(Natural-language object grounding data)
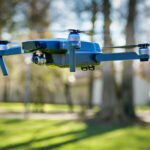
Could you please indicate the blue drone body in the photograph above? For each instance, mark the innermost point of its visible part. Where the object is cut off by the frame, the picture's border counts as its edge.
(69, 52)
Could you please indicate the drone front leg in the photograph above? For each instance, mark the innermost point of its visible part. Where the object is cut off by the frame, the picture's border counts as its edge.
(3, 66)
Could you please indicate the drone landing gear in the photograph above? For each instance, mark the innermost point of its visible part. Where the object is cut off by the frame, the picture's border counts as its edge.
(90, 67)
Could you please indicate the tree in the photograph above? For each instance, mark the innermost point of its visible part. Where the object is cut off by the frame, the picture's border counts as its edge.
(7, 11)
(127, 85)
(109, 96)
(92, 8)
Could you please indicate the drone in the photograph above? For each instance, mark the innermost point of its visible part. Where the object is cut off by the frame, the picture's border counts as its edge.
(70, 52)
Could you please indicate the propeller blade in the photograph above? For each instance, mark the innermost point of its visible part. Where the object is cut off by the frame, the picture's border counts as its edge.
(5, 42)
(124, 46)
(127, 46)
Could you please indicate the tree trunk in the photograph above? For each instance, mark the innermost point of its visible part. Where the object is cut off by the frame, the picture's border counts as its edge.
(127, 84)
(91, 74)
(108, 97)
(111, 108)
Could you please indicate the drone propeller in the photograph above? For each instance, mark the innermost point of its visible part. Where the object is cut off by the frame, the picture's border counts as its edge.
(88, 32)
(5, 42)
(129, 46)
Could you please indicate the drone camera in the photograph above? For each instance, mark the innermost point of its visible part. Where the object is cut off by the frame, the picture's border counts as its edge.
(144, 51)
(74, 39)
(39, 60)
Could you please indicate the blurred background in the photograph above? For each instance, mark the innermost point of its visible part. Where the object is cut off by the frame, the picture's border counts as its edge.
(113, 99)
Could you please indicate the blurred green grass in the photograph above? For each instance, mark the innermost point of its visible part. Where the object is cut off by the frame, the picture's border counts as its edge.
(48, 108)
(70, 135)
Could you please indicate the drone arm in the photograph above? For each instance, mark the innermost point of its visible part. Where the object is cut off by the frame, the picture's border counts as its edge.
(119, 56)
(11, 51)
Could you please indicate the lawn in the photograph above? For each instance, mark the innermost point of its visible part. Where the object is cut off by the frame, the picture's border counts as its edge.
(48, 108)
(70, 135)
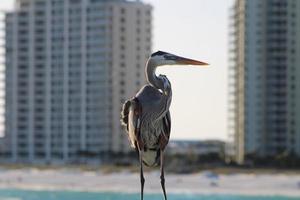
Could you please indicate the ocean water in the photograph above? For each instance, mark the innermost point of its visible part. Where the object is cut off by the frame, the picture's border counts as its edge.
(67, 195)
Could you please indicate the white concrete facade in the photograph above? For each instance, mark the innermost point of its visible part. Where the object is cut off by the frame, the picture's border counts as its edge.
(264, 77)
(69, 66)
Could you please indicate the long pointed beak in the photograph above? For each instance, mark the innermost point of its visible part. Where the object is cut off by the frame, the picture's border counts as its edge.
(187, 61)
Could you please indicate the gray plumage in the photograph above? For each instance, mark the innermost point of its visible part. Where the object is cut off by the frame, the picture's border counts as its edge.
(146, 116)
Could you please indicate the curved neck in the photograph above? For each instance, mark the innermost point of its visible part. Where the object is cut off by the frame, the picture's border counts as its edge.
(151, 76)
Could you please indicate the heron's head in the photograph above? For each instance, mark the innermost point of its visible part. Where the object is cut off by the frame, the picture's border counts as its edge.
(161, 58)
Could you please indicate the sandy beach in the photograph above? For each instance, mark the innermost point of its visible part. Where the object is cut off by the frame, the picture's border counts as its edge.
(198, 183)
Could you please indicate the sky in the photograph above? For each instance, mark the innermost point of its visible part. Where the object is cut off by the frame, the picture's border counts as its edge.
(195, 29)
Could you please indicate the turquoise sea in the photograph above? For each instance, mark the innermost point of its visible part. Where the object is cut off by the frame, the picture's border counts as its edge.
(12, 194)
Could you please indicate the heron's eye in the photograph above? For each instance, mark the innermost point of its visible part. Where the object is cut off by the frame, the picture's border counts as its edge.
(170, 57)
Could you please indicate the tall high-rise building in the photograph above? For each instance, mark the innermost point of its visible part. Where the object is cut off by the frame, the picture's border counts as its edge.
(69, 66)
(264, 77)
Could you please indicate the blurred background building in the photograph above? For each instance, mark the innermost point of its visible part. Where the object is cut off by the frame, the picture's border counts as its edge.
(69, 67)
(196, 147)
(264, 78)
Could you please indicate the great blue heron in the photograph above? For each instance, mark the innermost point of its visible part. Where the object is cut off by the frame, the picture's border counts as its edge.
(147, 116)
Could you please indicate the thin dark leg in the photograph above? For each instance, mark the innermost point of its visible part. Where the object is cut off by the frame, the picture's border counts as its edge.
(162, 174)
(142, 176)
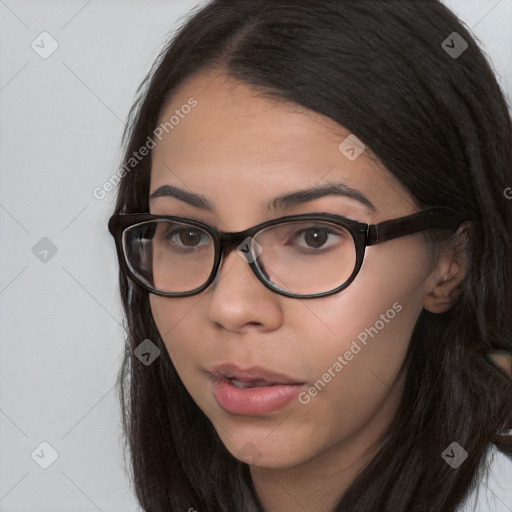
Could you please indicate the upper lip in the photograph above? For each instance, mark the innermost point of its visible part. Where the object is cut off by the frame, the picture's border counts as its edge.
(248, 375)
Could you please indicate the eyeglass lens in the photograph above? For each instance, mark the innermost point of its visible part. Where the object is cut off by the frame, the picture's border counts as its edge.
(302, 257)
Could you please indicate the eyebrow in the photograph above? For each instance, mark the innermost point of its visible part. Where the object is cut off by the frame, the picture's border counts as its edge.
(283, 203)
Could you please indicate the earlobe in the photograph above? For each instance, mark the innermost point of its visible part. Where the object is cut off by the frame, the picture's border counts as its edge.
(446, 283)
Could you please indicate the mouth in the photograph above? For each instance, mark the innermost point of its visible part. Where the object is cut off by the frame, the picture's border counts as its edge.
(252, 391)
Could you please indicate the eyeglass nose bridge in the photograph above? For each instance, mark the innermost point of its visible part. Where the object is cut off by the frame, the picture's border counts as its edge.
(233, 240)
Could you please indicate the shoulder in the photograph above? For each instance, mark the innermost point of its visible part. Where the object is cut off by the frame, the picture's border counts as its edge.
(494, 489)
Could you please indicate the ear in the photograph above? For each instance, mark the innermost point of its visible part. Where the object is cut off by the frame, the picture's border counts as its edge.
(445, 282)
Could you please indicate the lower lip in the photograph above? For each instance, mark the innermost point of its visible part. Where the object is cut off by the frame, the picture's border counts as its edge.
(252, 401)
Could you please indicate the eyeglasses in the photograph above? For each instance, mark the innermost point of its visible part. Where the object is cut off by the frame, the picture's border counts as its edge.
(308, 255)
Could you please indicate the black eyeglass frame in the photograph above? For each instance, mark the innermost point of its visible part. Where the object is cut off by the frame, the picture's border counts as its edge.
(364, 235)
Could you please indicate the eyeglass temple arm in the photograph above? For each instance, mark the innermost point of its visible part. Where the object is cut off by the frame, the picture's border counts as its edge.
(439, 218)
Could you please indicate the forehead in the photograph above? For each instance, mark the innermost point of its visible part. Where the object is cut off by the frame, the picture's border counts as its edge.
(237, 138)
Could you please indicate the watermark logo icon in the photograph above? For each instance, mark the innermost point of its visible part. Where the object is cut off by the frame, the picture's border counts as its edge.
(454, 45)
(44, 455)
(44, 45)
(351, 147)
(249, 453)
(454, 455)
(147, 352)
(44, 250)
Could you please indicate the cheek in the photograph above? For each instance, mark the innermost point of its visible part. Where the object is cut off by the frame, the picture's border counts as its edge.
(361, 335)
(174, 321)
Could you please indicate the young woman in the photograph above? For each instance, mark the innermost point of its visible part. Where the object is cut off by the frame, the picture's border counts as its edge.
(314, 234)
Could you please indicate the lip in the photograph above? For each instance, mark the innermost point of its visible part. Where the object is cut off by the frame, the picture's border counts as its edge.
(275, 390)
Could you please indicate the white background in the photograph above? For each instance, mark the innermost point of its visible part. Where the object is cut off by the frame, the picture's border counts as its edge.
(60, 320)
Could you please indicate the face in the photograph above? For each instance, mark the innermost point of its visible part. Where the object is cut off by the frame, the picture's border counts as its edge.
(241, 150)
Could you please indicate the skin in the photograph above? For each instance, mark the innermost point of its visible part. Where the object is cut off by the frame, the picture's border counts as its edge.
(239, 149)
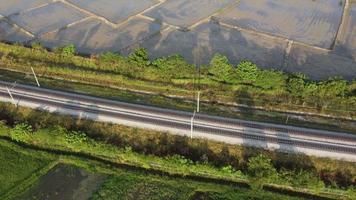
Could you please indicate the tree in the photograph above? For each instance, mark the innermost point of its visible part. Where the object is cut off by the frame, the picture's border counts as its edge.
(271, 79)
(221, 69)
(173, 67)
(247, 72)
(139, 58)
(67, 51)
(296, 85)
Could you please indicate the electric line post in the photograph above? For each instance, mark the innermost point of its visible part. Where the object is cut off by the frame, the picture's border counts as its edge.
(34, 74)
(12, 98)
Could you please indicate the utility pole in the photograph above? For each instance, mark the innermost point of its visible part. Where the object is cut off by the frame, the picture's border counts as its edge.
(34, 74)
(12, 98)
(198, 102)
(192, 125)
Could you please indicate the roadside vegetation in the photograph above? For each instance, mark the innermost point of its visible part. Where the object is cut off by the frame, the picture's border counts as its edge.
(220, 82)
(116, 182)
(163, 153)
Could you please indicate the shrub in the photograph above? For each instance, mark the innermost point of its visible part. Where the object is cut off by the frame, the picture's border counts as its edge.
(76, 137)
(221, 70)
(173, 67)
(271, 79)
(21, 132)
(67, 51)
(247, 72)
(139, 58)
(260, 167)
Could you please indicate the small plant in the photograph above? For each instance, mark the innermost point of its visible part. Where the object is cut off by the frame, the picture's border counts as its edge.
(66, 51)
(76, 137)
(21, 132)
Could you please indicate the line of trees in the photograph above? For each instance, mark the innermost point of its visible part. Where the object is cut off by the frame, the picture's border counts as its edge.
(259, 85)
(297, 86)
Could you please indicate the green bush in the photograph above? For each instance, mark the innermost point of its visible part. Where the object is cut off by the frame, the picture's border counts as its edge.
(139, 58)
(67, 51)
(221, 69)
(76, 137)
(247, 72)
(21, 132)
(261, 167)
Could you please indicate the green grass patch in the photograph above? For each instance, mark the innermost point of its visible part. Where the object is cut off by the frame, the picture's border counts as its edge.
(17, 166)
(147, 187)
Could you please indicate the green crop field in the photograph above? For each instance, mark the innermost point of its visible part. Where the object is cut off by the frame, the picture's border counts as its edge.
(103, 182)
(17, 166)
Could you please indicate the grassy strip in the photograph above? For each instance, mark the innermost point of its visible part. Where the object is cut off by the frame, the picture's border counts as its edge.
(28, 167)
(136, 185)
(29, 182)
(309, 121)
(119, 72)
(53, 141)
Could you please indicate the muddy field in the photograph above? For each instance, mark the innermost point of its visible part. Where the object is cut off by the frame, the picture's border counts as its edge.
(65, 182)
(316, 37)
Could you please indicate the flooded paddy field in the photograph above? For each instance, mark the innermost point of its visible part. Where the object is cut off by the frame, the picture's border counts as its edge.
(202, 42)
(65, 182)
(114, 10)
(316, 37)
(47, 18)
(15, 6)
(346, 43)
(94, 36)
(187, 12)
(12, 33)
(311, 22)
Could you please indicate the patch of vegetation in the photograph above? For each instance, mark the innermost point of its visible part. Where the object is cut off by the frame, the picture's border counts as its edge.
(16, 167)
(220, 81)
(139, 187)
(181, 156)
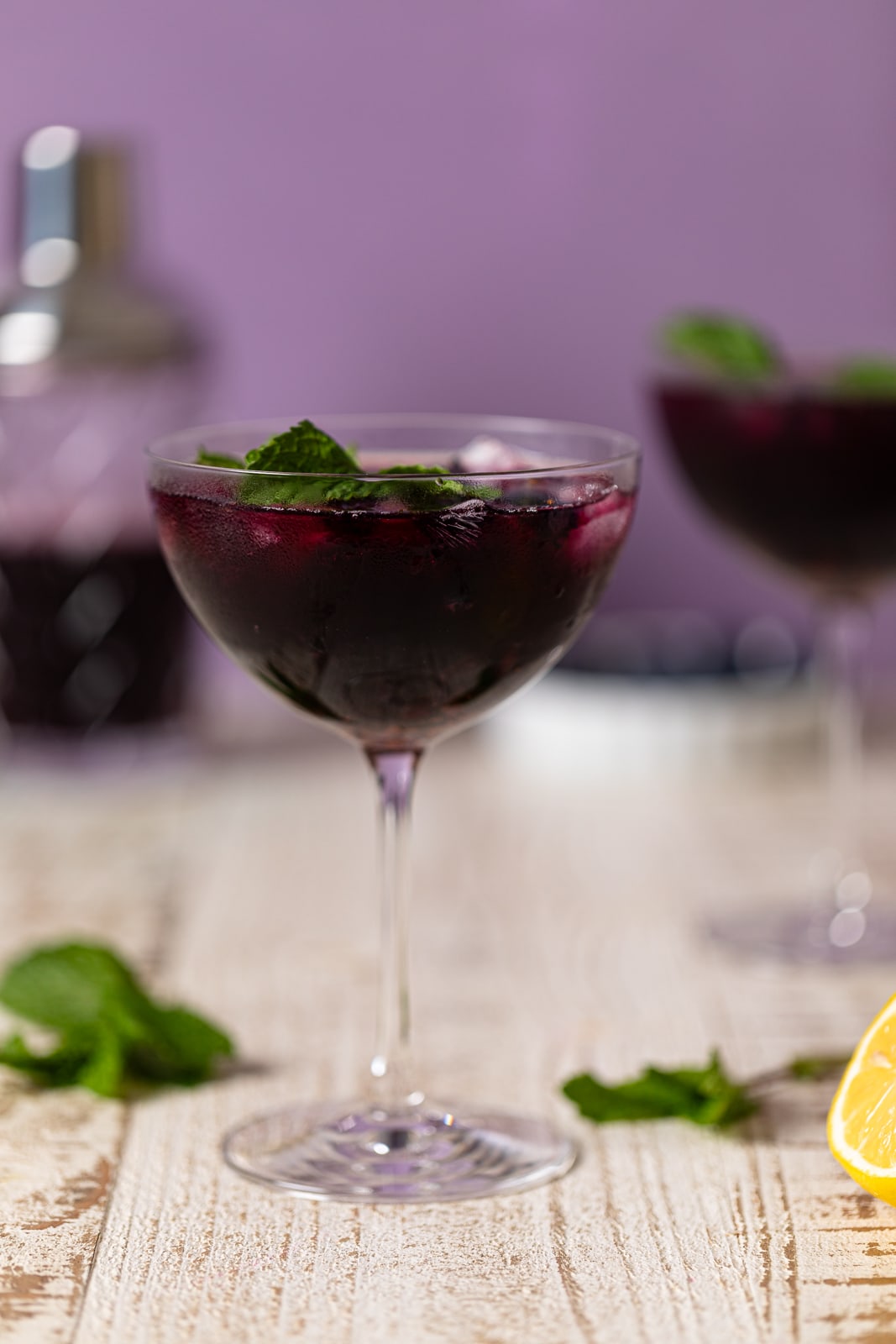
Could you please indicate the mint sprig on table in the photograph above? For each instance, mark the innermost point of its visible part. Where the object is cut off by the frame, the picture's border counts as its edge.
(110, 1037)
(703, 1095)
(336, 475)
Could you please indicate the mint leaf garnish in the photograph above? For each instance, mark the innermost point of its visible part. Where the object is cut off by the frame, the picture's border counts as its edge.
(869, 376)
(112, 1038)
(304, 448)
(705, 1095)
(204, 459)
(332, 474)
(720, 344)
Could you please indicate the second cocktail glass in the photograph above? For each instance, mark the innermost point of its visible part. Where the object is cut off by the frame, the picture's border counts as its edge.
(396, 616)
(805, 474)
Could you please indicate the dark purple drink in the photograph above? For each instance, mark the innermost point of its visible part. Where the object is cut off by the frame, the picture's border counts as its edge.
(89, 642)
(804, 474)
(394, 625)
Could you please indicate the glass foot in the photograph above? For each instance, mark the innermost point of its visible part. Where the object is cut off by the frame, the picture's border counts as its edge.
(810, 934)
(363, 1155)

▶ **Action item**
A word-for-word restatement of the records above from the line containing "Could you please indicate the glass" to their final line is all the answer should hold.

▶ **Response area**
Could you please indicate the glass foot in the photograph above? For each instance, mark the innermost point of its visible part. Where the object is cut off by the frame, the picture's border counts as its edge.
(810, 934)
(363, 1155)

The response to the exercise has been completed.